→ **Kutipan dokumen**:
▶

Ayat-ayat Cinta: Pro atau Anti-Perempuan?

Khotimatul Husna

Hampir semua kalangan memberikan apresiasi positif atas film Ayat-Ayat Cinta yang diangkat dari novel dengan judul yang sama karya Habiburrahman El Shirazy yang memang fenomenal itu. Termasuk juga tulisan Di Balik Buku Bramma Aji P. yang berjudul Novel dan Film AAC; Pukulan KO bagi SMS (JP, 30 Maret 2008). Untuk sekadar melengkapi tulisan Bramma mengenai novel AAC, hingga akhir 2007 saja buku ini telah dicetak ulang sampai 30 kali dan terjual 300.000 eksemplar. Suatu angka pencapaian yang fantastis untuk sebuah penerbitan buku karya anak negeri, karena biasanya oplah sebuah buku dalam negeri jarang menembus angka tersebut.

◀

→ **Entri terekstraksi**:
▶

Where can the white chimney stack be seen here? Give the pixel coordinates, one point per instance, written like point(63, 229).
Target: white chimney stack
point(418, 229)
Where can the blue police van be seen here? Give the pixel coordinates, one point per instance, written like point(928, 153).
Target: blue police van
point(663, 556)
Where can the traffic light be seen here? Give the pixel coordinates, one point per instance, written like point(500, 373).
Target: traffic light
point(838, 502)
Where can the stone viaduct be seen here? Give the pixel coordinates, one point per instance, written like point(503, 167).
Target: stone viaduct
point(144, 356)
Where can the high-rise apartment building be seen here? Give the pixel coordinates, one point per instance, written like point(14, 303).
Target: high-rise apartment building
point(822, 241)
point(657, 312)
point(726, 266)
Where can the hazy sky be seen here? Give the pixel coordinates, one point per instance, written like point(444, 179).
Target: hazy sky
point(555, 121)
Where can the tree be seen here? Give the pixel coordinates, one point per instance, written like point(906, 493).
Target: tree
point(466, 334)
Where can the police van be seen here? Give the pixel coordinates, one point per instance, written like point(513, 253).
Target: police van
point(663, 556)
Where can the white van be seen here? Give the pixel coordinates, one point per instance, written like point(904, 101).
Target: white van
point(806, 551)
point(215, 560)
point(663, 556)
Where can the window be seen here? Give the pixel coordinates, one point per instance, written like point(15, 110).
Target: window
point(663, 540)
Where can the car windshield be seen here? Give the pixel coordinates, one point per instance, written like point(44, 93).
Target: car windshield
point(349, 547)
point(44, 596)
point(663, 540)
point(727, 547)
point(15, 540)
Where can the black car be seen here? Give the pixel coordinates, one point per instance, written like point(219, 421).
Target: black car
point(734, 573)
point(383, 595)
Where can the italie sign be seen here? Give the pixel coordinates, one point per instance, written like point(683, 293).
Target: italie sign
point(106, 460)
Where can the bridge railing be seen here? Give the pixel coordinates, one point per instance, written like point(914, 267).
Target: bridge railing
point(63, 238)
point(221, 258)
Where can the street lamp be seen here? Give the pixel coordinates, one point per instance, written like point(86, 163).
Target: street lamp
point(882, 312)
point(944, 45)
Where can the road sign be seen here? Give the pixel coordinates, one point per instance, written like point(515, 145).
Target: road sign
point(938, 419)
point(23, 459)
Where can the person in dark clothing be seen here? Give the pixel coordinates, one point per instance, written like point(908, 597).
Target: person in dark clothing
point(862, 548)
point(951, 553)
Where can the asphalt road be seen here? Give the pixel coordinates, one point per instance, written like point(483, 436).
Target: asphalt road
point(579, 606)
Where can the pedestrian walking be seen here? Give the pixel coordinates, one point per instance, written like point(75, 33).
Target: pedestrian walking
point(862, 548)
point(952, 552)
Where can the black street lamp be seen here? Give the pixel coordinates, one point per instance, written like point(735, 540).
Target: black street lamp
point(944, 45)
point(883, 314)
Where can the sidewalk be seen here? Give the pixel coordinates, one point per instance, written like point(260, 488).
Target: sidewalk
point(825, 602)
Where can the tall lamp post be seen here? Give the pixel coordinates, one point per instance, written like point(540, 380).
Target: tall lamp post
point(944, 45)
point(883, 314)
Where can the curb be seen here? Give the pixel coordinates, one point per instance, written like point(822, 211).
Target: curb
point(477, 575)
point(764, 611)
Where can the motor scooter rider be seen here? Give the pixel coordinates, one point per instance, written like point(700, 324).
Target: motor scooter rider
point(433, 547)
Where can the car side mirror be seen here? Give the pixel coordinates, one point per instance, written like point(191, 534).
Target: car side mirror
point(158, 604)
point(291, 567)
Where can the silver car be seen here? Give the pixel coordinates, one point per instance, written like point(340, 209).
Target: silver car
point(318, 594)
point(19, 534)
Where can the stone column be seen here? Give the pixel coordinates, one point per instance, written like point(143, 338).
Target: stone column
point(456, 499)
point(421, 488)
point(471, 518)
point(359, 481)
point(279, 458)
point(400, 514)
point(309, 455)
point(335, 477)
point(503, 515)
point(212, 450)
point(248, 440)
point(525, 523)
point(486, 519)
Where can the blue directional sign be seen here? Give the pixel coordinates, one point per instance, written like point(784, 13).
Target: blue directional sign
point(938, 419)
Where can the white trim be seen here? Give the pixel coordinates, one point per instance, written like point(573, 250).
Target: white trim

◀

→ **Permintaan tertulis**:
Tolong salin dari teks tentang Ayat-Ayat Cinta bagian mulai "Ayat-ayat Cinta: Pro" sampai dengan "menembus angka tersebut.". Daftar ini merupakan bahan tersendiri, terpisah dari teks tentang Ayat-Ayat Cinta.

→ **Hasil berikut**:
Ayat-ayat Cinta: Pro atau Anti-Perempuan?

Khotimatul Husna

Hampir semua kalangan memberikan apresiasi positif atas film Ayat-Ayat Cinta yang diangkat dari novel dengan judul yang sama karya Habiburrahman El Shirazy yang memang fenomenal itu. Termasuk juga tulisan Di Balik Buku Bramma Aji P. yang berjudul Novel dan Film AAC; Pukulan KO bagi SMS (JP, 30 Maret 2008). Untuk sekadar melengkapi tulisan Bramma mengenai novel AAC, hingga akhir 2007 saja buku ini telah dicetak ulang sampai 30 kali dan terjual 300.000 eksemplar. Suatu angka pencapaian yang fantastis untuk sebuah penerbitan buku karya anak negeri, karena biasanya oplah sebuah buku dalam negeri jarang menembus angka tersebut.